Travail à faire:
1. Dans le texte sur Françoise Héritier, quel journaliste a invité l'anthropologue à réagir aux propos de Claude Guéant ?
2. Rédigez la suite du texte sur Françoise Héritier et les propos de Claude Guéant, à partir de sa dernière phrase.

Françoise Héritier serait-elle ethnocidaire?

 Le journaliste Nicolas Truong dont on connaît la collaboration avec Alain Badiou a invité l’anthropologue Françoise Héritier à réagir aux propos de Claude Guéant sur le fait que « contrairement à ce que dit l’idéologie relativiste de gauche, pour nous toutes les civilisations ne se valent pas » et qu’« il y a des civilisations que nous préférons »[1]. Je me permettrai de proposer quelques commentaires critiques sur cet entretien.

Interrogée sur la signification des mots « civilisation » et « culture » (ce dernier désignant le domaine propre des anthropologues), Françoise Héritier reconnaît la difficulté de les définir d’une manière précise (elle parle de « fourre-tout » au sujet du premier) et finalement les distingue surtout par l’étendue et la diversité interne des ensembles concernés. Cela ne l’empêche pas d’être d’une cuistrerie et d’une sévérité ridicules à l’égard de Claude Guéant à qui elle reproche de confondre les deux, de faire preuve d’ignorance et de commettre une méprise. Or au niveau d’analyse où se situait le ministre, un certain flou terminologique était tout à fait de mise et ce d’autant plus que la tendance à traiter les deux termes comme des quasi-synonymes n’est que trop répandue chez les collègues de Madame Héritier.  Claude Lévi-Strauss fait-il preuve d’ignorance quand il dit que l’ethnologie s’intéresse « aux dernières civilisations encore dédaignées- les sociétés dites primitives » ?[2] Pour Marcel Mauss, « il n’existe pas de peuples non civilisés ; il n’existe que des peuples de civilisations différentes »[3].

(Enregistrements issus d'une collecte de données)
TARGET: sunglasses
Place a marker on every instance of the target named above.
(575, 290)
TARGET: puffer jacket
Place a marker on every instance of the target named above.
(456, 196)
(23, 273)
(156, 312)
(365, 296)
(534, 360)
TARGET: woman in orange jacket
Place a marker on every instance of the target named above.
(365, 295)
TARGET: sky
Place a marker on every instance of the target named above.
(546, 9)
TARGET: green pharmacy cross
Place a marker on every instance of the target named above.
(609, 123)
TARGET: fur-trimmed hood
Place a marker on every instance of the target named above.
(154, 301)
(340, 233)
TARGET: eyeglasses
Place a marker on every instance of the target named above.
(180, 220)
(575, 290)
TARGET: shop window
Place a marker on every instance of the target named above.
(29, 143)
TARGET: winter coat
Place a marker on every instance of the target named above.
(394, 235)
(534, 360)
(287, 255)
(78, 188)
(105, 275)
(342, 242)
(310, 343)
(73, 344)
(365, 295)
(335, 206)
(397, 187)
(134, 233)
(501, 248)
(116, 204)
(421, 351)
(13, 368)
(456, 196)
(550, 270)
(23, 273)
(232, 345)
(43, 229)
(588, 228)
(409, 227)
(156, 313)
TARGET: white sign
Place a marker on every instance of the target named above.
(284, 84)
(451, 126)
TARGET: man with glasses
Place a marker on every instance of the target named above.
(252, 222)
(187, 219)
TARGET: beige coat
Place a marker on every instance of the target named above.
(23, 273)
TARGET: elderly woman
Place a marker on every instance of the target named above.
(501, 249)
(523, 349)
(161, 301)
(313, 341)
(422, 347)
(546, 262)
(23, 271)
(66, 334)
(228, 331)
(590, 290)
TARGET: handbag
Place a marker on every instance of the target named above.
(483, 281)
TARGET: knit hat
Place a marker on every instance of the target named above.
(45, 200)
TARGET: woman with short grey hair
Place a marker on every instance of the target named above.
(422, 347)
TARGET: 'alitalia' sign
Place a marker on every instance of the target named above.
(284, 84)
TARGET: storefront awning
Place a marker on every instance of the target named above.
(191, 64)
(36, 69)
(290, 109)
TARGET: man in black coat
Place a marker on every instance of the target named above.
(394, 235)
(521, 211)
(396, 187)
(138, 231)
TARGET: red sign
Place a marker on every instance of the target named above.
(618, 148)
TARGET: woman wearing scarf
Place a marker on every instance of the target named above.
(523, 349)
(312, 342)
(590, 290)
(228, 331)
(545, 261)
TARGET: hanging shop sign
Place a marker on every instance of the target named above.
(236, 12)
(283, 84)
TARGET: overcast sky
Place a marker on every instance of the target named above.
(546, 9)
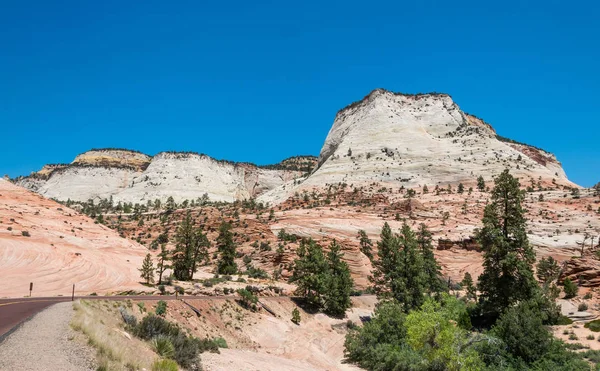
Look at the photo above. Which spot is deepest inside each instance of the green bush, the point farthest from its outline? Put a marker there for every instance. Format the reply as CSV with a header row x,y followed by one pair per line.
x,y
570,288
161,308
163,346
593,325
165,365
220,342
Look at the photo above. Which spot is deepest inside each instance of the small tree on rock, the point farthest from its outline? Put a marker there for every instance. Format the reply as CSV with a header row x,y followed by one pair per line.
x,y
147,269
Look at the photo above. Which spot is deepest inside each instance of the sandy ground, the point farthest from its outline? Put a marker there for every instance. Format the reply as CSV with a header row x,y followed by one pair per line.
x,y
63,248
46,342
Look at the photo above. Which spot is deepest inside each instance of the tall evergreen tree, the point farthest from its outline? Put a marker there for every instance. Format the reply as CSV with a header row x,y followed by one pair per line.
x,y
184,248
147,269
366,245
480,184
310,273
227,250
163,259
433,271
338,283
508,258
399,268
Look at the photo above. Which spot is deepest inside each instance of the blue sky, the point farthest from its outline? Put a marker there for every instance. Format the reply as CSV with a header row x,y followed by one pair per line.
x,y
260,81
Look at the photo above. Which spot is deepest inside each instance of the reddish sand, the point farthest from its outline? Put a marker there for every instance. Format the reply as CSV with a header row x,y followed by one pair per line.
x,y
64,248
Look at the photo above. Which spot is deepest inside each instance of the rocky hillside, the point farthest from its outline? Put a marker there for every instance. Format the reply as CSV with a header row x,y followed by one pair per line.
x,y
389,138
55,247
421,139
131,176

Réponses de l'exercice:
1. Nicolas Truong.

2.
Pour ma part, j’estime fâcheuse cette confusion entre civilisation et culture surtout quand elle s’exprime dans des ouvrages savants. Je m’abstiendrai, cependant, d’en discuter ici car il me faudrait avancer ma définition de ces termes et cela m’écarterait de mon sujet.

Plus loin, Françoise Héritier renvoie à Claude Guéant son accusation de relativisme (!) en lui attribuant deux thèses dont aucune n’a été défendue par lui à ma connaissance. La première est effectivement relativiste mais pas la seconde. « Le relativisme, dit-elle, consiste à poser en pétition de principe que toutes les cultures sont des blocs autonomes, irréductibles les uns aux autres, si radicalement différents qu’ils ne peuvent pas être comparés entre eux … ». Puis elle ajoute « … d’autant qu’une hiérarchie implicite affirme que le bloc auquel on appartient est supérieur en tout point aux autres. C’est ce qu’il fait ».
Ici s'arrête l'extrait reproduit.